_ENUNCIADO_: Reproduza sem nenhuma mudança a parte do texto sobre crenças que vai de "Nem sempre elas" até "fato não era.".

++++ TRECHO FORNECIDO

Nem sempre elas são as melhores escolhas para a minha vida atual. Elas podem
ser crenças de outros. Já descobri em mim várias crenças que não se coadunavam
com a minha maneira de pensar o mundo. Consegui compreender que o meu conflito
estava em ter de levar a vida de meus pais, enquanto quem vivia não eram eles,
mas sim eu mesmo. Inconscientemente queria viver a vida deles, a vida que
aprendi ser a melhor para mim, mas de fato não era.
Tenho os meus radares sensoriais
espalhados pelo corpo a captar (daí a origem da palavra “percepção”) o mundo. Concomitantemente
tenho minhas imagens mentais. Estas determinarão o que vejo, ouço; enfim,
sinto. Em suma, o lá fora é o aqui dentro. Só sei o que se mostra pela escolha
de minhas imagens mentais. As crenças são imagens também. Sinto o mundo através
de minhas crenças. O real, nesse sentido, é uma escolha não consciente e
padronizada.

++++++++
++++ LINHAS FORNECIDAS

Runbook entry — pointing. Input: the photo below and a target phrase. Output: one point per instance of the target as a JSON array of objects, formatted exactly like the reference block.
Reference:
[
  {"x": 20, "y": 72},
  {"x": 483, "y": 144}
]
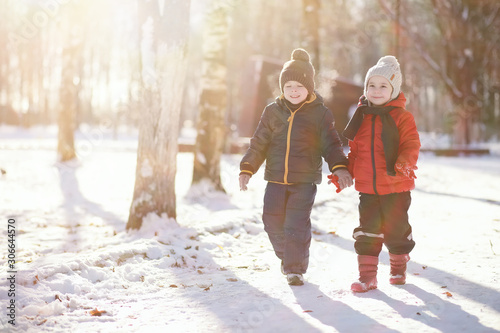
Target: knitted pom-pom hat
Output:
[
  {"x": 387, "y": 67},
  {"x": 299, "y": 69}
]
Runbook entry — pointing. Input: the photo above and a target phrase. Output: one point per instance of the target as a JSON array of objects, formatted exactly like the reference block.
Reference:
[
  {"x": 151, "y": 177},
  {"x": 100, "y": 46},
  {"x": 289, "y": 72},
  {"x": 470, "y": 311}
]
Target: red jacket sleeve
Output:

++++++++

_RESPOSTA_:
Nem sempre elas são as melhores escolhas para a minha vida atual. Elas podem
ser crenças de outros. Já descobri em mim várias crenças que não se coadunavam
com a minha maneira de pensar o mundo. Consegui compreender que o meu conflito
estava em ter de levar a vida de meus pais, enquanto quem vivia não eram eles,
mas sim eu mesmo. Inconscientemente queria viver a vida deles, a vida que
aprendi ser a melhor para mim, mas de fato não era.